Aim of the task:
Locate each line in the records below that contains the string "dark" and copy those lines out. Case counts.

Dataset records:
++++++++

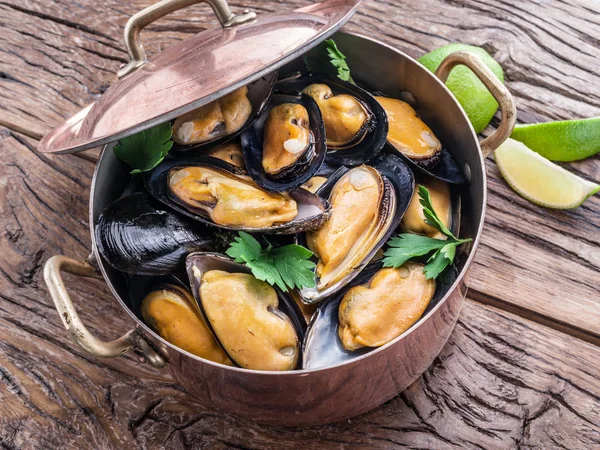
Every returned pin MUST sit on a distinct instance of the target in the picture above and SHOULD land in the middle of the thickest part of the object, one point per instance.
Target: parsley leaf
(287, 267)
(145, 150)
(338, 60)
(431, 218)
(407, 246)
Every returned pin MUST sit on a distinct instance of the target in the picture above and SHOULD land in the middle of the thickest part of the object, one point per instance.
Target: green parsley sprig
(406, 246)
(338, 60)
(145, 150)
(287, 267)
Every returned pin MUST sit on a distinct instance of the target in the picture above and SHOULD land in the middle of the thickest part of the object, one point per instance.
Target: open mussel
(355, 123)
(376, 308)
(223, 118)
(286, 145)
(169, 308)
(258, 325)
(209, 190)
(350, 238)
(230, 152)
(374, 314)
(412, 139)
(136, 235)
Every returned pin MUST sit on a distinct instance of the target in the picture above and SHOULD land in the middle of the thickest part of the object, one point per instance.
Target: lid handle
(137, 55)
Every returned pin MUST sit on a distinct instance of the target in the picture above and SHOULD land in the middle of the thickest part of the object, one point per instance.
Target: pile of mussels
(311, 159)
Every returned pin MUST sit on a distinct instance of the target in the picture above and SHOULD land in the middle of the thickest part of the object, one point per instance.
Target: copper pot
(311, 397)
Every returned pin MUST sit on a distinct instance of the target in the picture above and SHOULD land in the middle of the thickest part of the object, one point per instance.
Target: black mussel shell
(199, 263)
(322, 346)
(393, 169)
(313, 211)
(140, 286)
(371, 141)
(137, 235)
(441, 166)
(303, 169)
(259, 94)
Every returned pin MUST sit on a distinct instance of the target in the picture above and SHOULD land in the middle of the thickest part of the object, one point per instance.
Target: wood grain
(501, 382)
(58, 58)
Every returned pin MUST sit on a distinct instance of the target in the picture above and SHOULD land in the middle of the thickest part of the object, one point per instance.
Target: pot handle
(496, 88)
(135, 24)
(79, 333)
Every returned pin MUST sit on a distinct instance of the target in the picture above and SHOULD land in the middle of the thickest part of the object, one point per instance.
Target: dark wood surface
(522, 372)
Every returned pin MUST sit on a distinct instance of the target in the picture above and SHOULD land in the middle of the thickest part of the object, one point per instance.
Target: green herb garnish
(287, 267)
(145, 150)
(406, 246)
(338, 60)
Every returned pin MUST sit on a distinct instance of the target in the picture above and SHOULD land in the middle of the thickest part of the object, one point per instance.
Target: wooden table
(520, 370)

++++++++

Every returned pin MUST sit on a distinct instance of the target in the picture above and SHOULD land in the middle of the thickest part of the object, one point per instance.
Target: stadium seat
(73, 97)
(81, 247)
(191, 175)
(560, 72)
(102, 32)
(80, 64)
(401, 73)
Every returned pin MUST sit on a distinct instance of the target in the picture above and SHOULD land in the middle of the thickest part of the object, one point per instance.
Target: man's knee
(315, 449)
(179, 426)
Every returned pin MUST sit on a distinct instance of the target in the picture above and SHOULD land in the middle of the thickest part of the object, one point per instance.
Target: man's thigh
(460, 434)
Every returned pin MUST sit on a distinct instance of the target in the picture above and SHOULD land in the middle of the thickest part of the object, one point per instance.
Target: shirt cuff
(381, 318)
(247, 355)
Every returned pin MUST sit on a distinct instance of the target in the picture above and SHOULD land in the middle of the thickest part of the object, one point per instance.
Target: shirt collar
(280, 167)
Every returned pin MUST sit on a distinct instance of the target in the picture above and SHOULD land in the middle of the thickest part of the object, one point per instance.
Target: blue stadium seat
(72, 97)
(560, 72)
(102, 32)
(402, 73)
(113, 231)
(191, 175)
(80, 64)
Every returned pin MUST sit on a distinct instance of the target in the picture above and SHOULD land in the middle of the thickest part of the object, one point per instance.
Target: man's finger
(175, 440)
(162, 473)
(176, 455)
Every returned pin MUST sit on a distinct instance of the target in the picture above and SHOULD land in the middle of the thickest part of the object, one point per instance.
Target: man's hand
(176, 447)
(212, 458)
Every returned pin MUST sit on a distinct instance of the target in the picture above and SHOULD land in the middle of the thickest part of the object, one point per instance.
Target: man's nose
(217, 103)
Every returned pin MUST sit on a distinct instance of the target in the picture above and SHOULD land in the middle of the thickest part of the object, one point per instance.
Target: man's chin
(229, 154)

++++++++

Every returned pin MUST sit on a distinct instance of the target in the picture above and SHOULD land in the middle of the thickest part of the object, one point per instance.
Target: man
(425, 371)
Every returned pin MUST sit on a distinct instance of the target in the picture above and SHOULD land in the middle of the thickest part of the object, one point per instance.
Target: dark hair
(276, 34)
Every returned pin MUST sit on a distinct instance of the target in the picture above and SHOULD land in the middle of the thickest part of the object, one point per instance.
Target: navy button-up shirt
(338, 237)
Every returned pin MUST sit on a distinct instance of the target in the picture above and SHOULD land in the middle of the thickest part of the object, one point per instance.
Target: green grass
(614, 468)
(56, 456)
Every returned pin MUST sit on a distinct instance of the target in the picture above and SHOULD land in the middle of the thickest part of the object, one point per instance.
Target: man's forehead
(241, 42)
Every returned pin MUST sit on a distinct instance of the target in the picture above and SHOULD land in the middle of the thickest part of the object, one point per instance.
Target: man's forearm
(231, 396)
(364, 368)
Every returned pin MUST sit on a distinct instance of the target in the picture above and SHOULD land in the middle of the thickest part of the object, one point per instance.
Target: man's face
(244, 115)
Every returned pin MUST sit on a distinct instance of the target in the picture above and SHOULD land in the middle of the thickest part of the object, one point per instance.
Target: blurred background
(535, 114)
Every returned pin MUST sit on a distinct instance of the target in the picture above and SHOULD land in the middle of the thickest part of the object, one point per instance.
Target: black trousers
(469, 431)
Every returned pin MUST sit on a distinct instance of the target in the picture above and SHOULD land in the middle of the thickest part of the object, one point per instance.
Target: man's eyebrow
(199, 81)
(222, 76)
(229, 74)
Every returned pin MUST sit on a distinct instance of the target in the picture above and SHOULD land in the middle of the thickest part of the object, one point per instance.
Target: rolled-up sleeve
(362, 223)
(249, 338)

++++++++

Output of the task:
Target: dark wood surface
Target: dark hair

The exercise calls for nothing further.